Sunday, July 22, 2012

a public apology, overdue

Meet my legs.  The object of my shame and contempt since I was 10 years old and noticed that my thighs were bigger than my little tiny best friend's.  I've been pretty persistent in hating them.  Pretty relentless in noticing cellulite.  Pretty merciless in noting the way my knees point awkwardly outward and we won't even START with my judgment of my ankles or the very white whiteness of them.  Oh golly.  


I'm thinking today I owe them a public apology.  I've really not been kind AT ALL in my attitude toward them.  I refuse to even OWN shorts, for fear that someone else will condemn them as cruelly as I do.  


Know what?  Today they were AMAZING.  I took 'em out for that "challenge run" that I mentioned a day or two ago.  


I didn't run as far as my secretly proud inner show-off planned to go.  At about halfway to my anticipated turnaround point, I got a little twinge of pain in my foot with the arthritis in it.  Just a little twinge.  But I remembered that my podiatrist said, "If it hurts, don't do it," so I figured I'd best not push it or gamble that the pain might get real.  Better beat a retreat for home.  (For the record, it never returned...and I'm icing it even as I type, just to help it not to flare up.)

◇ ◇ ◇ ◇ ◇ ◇ ◇

- Tasks to perform
A. Reproduce the part of the leg apology post starting at "a public apology, overdue" and ending at "them.  Oh golly.".
B. Pick up the leg apology post where it stops and write the next part.

(Point annotation dataset records)
◇ ◇ ◇ ◇ ◇ ◇ ◇

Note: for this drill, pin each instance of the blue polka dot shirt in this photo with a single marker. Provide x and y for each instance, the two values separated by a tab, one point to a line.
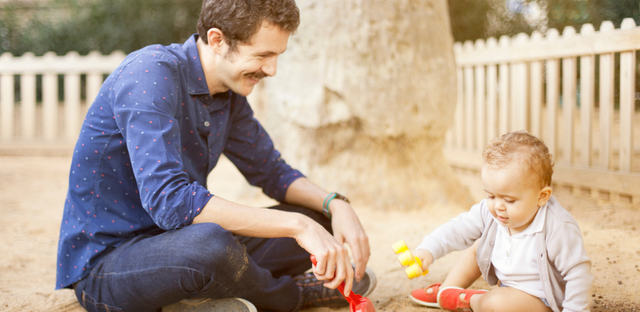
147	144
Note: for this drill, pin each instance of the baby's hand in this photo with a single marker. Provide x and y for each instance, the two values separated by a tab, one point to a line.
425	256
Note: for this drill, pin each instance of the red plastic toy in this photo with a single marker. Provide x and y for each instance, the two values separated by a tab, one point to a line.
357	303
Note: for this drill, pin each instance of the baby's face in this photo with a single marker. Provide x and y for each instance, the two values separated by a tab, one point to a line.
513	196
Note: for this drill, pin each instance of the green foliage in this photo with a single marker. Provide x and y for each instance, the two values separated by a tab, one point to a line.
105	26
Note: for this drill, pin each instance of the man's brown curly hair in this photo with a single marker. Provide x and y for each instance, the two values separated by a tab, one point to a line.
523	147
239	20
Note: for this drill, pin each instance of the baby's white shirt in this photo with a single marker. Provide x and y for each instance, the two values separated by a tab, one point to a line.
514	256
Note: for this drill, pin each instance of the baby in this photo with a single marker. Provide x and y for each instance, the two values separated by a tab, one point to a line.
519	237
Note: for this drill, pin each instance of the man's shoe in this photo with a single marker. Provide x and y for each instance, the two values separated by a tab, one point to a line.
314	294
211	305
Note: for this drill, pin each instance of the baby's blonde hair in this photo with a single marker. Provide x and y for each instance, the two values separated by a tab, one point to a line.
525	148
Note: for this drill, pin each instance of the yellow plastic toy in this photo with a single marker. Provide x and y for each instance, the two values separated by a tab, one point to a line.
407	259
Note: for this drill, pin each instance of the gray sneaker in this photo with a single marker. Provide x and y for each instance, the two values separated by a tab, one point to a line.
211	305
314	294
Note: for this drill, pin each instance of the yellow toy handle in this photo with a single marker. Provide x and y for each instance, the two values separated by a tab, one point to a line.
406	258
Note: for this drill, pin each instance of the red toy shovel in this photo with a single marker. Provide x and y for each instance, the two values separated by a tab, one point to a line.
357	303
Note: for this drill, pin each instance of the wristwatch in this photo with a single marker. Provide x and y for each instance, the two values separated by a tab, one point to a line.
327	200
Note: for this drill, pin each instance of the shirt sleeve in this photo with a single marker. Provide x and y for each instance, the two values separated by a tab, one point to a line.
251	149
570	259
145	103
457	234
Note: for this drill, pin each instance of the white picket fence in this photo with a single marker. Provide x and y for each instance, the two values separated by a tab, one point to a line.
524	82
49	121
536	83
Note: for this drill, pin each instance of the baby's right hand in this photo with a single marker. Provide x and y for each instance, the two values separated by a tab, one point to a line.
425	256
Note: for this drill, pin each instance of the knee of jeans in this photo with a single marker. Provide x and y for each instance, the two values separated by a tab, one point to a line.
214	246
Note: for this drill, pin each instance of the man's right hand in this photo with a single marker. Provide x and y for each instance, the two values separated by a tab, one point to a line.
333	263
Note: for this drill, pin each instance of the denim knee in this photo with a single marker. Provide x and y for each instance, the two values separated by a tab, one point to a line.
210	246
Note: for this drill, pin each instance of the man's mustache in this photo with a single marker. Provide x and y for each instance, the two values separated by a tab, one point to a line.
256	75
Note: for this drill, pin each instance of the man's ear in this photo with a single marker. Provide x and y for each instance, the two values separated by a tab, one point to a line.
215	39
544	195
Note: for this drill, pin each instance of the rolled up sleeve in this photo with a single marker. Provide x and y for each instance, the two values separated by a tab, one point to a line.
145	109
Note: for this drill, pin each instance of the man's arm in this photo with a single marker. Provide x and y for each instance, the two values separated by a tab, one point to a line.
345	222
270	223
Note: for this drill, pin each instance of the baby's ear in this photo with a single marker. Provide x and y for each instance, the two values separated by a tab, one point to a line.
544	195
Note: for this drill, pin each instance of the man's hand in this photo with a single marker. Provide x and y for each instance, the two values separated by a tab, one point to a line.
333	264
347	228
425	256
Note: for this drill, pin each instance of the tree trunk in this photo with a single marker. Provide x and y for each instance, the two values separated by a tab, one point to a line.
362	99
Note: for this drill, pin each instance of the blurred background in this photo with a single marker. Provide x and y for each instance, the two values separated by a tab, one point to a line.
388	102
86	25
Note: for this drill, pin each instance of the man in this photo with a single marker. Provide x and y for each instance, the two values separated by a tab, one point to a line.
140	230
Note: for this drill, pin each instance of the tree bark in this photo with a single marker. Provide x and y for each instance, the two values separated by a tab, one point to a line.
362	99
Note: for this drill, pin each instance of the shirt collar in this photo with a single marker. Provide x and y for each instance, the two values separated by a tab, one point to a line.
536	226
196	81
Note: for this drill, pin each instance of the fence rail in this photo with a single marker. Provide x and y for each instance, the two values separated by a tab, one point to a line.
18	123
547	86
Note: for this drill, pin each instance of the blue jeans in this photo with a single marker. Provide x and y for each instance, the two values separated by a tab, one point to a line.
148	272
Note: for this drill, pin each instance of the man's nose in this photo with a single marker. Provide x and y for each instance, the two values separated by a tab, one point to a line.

◇ ◇ ◇ ◇ ◇ ◇ ◇

- Per-task outputs
A.
a public apology, overdue

Meet my legs.  The object of my shame and contempt since I was 10 years old and noticed that my thighs were bigger than my little tiny best friend's.  I've been pretty persistent in hating them.  Pretty relentless in noticing cellulite.  Pretty merciless in noting the way my knees point awkwardly outward and we won't even START with my judgment of my ankles or the very white whiteness of them.  Oh golly.

B.
My plan was to run, prayerfully, as far as I could run.  It isn't all dark and cool out there today like my usual running weather.  It's about 85 degrees and the sun is blazing.  At one hour out, I was feeling like dying,  slowing to a walk (which somehow made me feel weaker and breathe much harder) when  cyclist passing me stopped, concerned.  "Are you okay?  You look very hot.  You should probably sit down."  I hushed the proud little voice in me that wanted to be defensive, and thanked him for checking.  And decided maybe the Lord had sent good counsel along the way, and maybe I should quit trying to be the superstar.  At the next opportunity for shade, I sat down.  For HALF AN HOUR.  It took most of that time to stop huffing and puffing and sweating.  I finished up what was left in my camelback water bag (I HATE wearing that thing to run, but one doesn't go out for that long without hydration, and it was what I had available.  Thank You Lord that it was available.)


The rest of the trip home was surprisingly easy.  I ran it.  I didn't get as tired as I had been.  I am a sweaty, soggy, disgusting mess but I feel...you know I love this feeling...like a badass.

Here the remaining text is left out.